Items from a dataset
## BEGIN

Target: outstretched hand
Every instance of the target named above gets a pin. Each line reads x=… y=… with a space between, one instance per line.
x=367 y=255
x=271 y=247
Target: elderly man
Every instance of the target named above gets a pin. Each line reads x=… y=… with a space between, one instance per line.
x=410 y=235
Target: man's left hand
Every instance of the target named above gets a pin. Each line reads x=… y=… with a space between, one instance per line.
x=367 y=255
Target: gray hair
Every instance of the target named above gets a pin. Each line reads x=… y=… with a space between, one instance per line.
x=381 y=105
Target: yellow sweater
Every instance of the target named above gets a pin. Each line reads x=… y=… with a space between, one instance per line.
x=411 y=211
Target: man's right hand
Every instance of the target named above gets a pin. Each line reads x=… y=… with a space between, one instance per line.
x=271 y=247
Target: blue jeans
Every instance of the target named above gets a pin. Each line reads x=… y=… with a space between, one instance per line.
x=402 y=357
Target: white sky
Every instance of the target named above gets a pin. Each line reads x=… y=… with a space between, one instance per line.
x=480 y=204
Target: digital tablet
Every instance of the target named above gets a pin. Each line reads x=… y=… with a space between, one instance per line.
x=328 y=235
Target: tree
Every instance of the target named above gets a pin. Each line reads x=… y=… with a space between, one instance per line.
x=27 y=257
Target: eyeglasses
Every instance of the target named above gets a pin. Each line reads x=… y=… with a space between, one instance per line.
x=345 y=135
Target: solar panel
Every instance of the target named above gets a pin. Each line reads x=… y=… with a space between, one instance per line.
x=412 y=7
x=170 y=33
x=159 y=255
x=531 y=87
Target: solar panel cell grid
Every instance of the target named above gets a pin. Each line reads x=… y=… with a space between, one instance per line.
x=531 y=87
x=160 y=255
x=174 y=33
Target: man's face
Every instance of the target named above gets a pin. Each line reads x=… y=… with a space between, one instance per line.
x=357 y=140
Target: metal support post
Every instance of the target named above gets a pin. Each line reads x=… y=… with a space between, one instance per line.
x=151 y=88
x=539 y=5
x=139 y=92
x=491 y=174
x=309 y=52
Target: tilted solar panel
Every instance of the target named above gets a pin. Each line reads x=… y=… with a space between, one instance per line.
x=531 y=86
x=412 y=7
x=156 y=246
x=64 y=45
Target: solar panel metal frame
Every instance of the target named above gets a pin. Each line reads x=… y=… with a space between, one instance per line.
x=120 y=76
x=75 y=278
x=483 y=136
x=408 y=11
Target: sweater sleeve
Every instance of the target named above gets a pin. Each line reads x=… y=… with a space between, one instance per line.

## END

Stated goal —
Render every line from the one containing "Target: solar panel cell grid" through the end of the items as a JSON list of strings, one string per line, leaving out blank lines.

Full solution —
[
  "Target: solar panel cell grid",
  "Every instance of the target named above gets a pin. Each line reads x=… y=… with a space between, one instance per line.",
  "x=531 y=87",
  "x=160 y=255",
  "x=174 y=33",
  "Target: man's face",
  "Every instance of the target named above gets a pin. Each line reads x=… y=… with a space between, one instance per line.",
  "x=357 y=140",
  "Target: metal support post",
  "Every instance of the target named above gets a pin. Each line reads x=… y=… with a space between, one instance per line.",
  "x=151 y=88",
  "x=539 y=5",
  "x=139 y=92",
  "x=491 y=174",
  "x=309 y=52",
  "Target: tilted solar panel",
  "Every instance of the target named above gets a pin. Each line reads x=… y=… with a space between, one instance per line.",
  "x=531 y=86",
  "x=412 y=7",
  "x=156 y=246",
  "x=64 y=45",
  "Target: solar panel metal frame",
  "Every instance of the target named above gets a pin. Each line reads x=… y=… with a space between, one instance per line.",
  "x=120 y=76",
  "x=75 y=278",
  "x=483 y=136",
  "x=408 y=11",
  "Target: sweater sleeve",
  "Every instance of the target named above gets a pin. Each line reads x=… y=… with a space between, one instance per line."
]